Records drawn from a dataset
===============
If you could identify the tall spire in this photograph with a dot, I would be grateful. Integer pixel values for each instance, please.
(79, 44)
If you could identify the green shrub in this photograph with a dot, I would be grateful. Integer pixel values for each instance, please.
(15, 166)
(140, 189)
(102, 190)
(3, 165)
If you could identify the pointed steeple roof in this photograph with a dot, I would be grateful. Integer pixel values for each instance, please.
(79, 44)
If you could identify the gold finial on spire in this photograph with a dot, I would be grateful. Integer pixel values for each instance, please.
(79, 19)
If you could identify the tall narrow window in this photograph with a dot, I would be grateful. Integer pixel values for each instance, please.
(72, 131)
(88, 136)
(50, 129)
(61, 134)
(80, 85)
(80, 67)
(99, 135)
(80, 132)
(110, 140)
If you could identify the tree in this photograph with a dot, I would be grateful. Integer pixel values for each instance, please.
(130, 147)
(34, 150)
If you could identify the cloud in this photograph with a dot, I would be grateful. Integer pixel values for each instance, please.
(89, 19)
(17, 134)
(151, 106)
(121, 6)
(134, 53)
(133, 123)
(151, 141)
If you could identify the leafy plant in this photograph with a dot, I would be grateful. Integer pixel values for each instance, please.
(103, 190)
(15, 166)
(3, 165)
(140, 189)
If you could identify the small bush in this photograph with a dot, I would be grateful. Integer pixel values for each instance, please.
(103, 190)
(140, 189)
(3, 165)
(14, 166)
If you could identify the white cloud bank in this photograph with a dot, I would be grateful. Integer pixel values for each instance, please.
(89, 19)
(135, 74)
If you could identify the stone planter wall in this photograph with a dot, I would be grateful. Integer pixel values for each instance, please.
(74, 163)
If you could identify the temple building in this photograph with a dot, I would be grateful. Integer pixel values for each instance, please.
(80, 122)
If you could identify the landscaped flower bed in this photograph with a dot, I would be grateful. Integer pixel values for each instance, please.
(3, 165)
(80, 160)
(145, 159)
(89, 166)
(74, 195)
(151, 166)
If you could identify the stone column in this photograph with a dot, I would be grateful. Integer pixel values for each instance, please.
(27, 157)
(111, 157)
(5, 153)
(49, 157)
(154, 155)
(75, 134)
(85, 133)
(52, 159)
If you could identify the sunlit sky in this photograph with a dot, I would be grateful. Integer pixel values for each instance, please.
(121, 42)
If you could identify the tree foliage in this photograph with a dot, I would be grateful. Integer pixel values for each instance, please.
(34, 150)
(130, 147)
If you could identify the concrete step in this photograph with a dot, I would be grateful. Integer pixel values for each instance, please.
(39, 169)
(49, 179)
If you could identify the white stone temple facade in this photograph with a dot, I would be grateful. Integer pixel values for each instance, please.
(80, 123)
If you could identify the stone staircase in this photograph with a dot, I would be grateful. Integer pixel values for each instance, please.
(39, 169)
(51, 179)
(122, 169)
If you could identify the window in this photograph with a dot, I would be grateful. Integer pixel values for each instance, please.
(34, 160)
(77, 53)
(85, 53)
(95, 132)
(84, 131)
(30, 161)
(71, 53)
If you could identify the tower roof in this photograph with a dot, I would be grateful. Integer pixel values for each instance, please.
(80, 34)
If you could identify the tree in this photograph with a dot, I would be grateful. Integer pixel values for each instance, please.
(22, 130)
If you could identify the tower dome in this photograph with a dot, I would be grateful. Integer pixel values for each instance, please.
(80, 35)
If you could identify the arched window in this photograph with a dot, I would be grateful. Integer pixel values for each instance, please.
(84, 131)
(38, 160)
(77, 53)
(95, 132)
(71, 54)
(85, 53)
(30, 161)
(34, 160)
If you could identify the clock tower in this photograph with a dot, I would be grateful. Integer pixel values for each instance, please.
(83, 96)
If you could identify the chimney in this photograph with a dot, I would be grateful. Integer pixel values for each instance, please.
===============
Work instructions: Every record must appear in the answer exactly as written.

Solution below:
If you could identify the tall spire in this photograph with a dot, I would be grateful. Integer pixel values for each instance, please.
(79, 44)
If you could identify the green shrub in this photograph with a dot, I would be grateful. Integer pixel values for each instance, please.
(15, 166)
(140, 189)
(102, 190)
(3, 165)
If you could identify the pointed steeple roof in this photograph with a dot, I would be grateful. Integer pixel values for each instance, please.
(79, 44)
If you could identify the gold finial on spire in this photograph with a dot, I would be grateful. Integer pixel values for each instance, please.
(79, 19)
If you could identify the tall narrow window in this photograph with a dot, I would be grateful. Integer pixel values for each instance, please.
(72, 131)
(88, 136)
(50, 129)
(61, 134)
(80, 85)
(80, 67)
(99, 135)
(80, 132)
(110, 140)
If you could identify the tree in this photograph with a dot, I would be grateful. Integer pixel values for each instance, please.
(130, 147)
(34, 150)
If you could identify the cloud in this photograph with a dot, I would be grateful. Integer pixel values for each instance, please.
(89, 19)
(17, 134)
(151, 106)
(121, 6)
(134, 53)
(133, 123)
(151, 141)
If you could identify the leafy plant in this photograph with a dot, I would be grateful. Integer pixel values for each instance, please.
(103, 190)
(15, 166)
(3, 165)
(140, 189)
If you could identify the small bush in this photograph with a dot, I would be grateful. Integer pixel values for each instance, please.
(103, 190)
(140, 189)
(3, 165)
(14, 166)
If you could identify the white cloud bank in this photograph with a dot, I would be grateful. Integer pixel values for each instance, please.
(89, 19)
(135, 74)
If you could identify the stone planter wall in this photograph with a dot, I would be grateful. Integer pixel values for each instance, please.
(74, 163)
If you could identify the temple building in this photograph with a dot, I would be grateful. Integer pixel values for each instance, please.
(80, 122)
If you could identify the landscaped flower bed in this photograph with a dot, I would be grateful. Integer pixel values for each instance, please.
(3, 165)
(80, 160)
(145, 159)
(89, 166)
(74, 195)
(151, 166)
If you could identify the stone column in this photograph with a dot, I would be grateful. Integer pixel values for each instance, please.
(27, 157)
(111, 157)
(5, 153)
(49, 157)
(154, 155)
(75, 134)
(85, 133)
(52, 159)
If you could identify the sunlit sky in this photograph with a dot, I would be grateful. Integer pixel values for each instance, please.
(121, 42)
If you could identify the tree foliage in this photograph with a dot, I would be grateful. Integer pixel values for each instance, please.
(34, 150)
(130, 147)
If you could identify the concrete step in this photograph with a dot, I would be grateful. Integer pixel values for each instance, please.
(39, 169)
(49, 179)
If you could identify the white stone temple facade in this photograph with a dot, I would be grateful. Integer pixel values for each instance, please.
(80, 123)
If you could identify the stone staircase in this photograph with a dot, I would be grateful. Integer pixel values for each instance, please.
(39, 169)
(51, 179)
(122, 169)
If you could identify the window in this photograph with a dot, I would be grateful. Integer pixel values for each instance, please.
(34, 160)
(77, 53)
(85, 53)
(95, 132)
(84, 131)
(30, 161)
(71, 53)
If you could identify the tower roof in this photograph with a dot, I would be grateful. Integer pixel values for each instance, please.
(80, 34)
If you could identify the tree in this photograph with a dot, I would be grateful. Integer pixel values for each instance, please.
(22, 130)
If you could identify the tower dome in this photograph with a dot, I would be grateful. Integer pixel values for each instance, please.
(80, 35)
If you could identify the arched window in this photograph with a dot, I would be grateful. Integer pixel values for each instance, please.
(84, 131)
(38, 160)
(77, 53)
(95, 132)
(71, 54)
(85, 53)
(30, 161)
(34, 160)
If you could identify the clock tower in this photograph with a dot, I would be grateful. Integer pixel values for each instance, please.
(83, 96)
If you could identify the chimney in this photograph with a dot, I would be grateful. Integer pixel values for each instance, please.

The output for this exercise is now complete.